BEGIN Records provided

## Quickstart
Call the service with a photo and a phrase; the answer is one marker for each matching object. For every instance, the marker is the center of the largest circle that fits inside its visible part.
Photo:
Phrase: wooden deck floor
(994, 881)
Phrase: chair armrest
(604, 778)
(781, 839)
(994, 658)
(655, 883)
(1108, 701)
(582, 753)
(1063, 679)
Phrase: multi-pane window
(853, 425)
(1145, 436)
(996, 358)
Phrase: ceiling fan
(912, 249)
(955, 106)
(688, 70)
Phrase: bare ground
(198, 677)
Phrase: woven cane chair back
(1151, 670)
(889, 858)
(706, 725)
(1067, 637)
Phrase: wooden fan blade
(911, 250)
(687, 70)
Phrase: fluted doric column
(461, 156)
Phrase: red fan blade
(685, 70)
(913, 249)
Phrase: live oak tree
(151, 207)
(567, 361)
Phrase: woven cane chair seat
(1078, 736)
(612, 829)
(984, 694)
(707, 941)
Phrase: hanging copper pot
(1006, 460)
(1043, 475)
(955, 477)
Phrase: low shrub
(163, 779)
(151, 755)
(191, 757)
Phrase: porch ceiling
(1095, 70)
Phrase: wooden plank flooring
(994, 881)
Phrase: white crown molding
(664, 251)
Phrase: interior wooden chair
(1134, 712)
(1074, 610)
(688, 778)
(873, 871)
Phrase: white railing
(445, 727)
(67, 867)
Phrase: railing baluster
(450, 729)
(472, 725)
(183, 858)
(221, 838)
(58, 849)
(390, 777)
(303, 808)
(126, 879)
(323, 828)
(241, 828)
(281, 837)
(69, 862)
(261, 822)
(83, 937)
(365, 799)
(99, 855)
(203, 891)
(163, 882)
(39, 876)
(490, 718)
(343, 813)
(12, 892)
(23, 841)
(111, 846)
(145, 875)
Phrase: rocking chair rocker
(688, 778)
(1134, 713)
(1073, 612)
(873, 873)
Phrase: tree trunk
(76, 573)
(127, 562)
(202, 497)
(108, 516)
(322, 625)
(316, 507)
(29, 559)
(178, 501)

END Records provided

▸ **Set exercise**:
Repeat the material above in full, quoting it exactly.

▸ **Result for this task**:
## Quickstart
Call the service with a photo and a phrase; the answer is one marker for each matching object. For every instance, the marker is the center of the largest circle that fits inside its visible part.
Photo:
Phrase: wooden deck floor
(994, 881)
Phrase: chair armrest
(604, 778)
(781, 839)
(994, 658)
(655, 883)
(1108, 701)
(582, 753)
(1063, 679)
Phrase: multi-pane window
(853, 425)
(1145, 436)
(996, 358)
Phrase: ceiling fan
(912, 249)
(955, 106)
(688, 70)
Phrase: bare ground
(198, 677)
Phrase: woven cane chair back
(1151, 670)
(889, 858)
(706, 725)
(1067, 637)
Phrase: wooden fan blade
(911, 250)
(687, 70)
Phrase: fluted doric column
(461, 156)
Phrase: red fan blade
(685, 70)
(913, 249)
Phrase: live oak tree
(151, 207)
(567, 361)
Phrase: woven cane chair seat
(1078, 736)
(612, 829)
(984, 694)
(707, 941)
Phrase: hanging copper pot
(1006, 460)
(1043, 475)
(955, 477)
Phrase: low shrub
(163, 779)
(151, 755)
(191, 757)
Phrase: porch ceiling
(1095, 70)
Phrase: wooden plank flooring
(994, 881)
Phrase: white crown molding
(664, 251)
Phrase: interior wooden chair
(1134, 712)
(1074, 610)
(688, 778)
(873, 871)
Phrase: white railing
(445, 727)
(67, 867)
Phrase: railing baluster
(450, 729)
(472, 725)
(183, 858)
(221, 838)
(58, 849)
(390, 777)
(303, 808)
(126, 879)
(323, 828)
(241, 828)
(281, 837)
(69, 862)
(261, 822)
(83, 937)
(365, 799)
(99, 855)
(203, 891)
(163, 882)
(39, 876)
(490, 718)
(343, 813)
(12, 892)
(23, 841)
(111, 846)
(145, 875)
Phrase: rocking chair rocker
(688, 778)
(1134, 713)
(1073, 612)
(873, 873)
Phrase: tree trunk
(76, 573)
(127, 562)
(202, 497)
(108, 516)
(322, 625)
(316, 507)
(29, 559)
(178, 501)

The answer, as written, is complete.